[Entries from an annotation dataset]
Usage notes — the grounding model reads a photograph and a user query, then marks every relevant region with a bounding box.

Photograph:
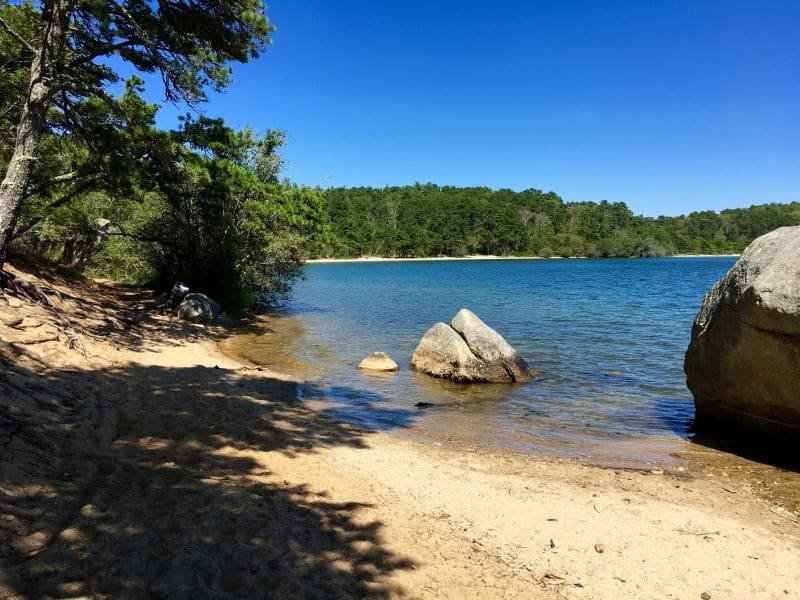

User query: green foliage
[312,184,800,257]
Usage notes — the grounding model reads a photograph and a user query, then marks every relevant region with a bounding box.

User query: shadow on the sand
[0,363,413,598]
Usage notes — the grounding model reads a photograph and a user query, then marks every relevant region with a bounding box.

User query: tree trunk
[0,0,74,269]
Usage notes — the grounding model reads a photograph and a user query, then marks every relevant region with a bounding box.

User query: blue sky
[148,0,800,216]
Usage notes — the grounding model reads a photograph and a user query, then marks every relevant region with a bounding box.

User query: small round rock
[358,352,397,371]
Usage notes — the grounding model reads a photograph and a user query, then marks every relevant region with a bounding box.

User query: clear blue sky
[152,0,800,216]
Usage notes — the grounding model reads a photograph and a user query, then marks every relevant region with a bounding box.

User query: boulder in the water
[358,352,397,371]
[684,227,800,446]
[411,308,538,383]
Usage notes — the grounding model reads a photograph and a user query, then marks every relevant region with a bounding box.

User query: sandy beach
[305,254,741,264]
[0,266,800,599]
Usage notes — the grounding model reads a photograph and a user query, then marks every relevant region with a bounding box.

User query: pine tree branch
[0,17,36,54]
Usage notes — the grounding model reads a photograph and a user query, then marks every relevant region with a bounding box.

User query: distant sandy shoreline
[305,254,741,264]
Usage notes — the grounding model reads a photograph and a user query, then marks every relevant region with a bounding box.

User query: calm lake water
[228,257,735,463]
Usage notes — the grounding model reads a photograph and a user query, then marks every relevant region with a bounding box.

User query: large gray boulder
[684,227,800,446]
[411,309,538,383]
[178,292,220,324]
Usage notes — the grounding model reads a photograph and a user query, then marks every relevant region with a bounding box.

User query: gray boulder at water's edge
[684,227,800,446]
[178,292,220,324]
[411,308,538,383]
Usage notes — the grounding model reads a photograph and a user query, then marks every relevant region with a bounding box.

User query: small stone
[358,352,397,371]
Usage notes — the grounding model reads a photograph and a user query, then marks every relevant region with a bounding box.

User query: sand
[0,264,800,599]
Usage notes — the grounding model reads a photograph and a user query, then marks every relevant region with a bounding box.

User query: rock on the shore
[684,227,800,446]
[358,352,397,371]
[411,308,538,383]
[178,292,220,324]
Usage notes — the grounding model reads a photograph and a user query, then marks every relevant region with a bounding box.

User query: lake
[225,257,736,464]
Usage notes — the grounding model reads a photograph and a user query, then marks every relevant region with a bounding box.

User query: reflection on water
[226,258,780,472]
--
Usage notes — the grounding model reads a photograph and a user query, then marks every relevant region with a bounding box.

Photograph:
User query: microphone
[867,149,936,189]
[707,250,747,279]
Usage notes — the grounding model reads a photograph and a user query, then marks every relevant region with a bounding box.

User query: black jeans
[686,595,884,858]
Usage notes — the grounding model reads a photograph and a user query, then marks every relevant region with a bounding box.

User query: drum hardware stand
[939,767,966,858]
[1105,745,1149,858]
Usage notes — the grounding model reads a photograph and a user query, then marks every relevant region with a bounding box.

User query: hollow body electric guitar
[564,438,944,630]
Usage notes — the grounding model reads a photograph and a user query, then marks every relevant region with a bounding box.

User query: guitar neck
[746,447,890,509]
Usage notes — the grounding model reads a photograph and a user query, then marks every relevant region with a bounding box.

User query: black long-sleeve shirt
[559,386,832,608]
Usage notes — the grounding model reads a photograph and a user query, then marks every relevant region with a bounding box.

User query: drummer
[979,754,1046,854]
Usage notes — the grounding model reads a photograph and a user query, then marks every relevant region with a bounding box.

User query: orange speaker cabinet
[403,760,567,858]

Instruction: List every line above that contains the string "rock". Case counts.

Solution:
User query: small round rock
User query: rock on the shore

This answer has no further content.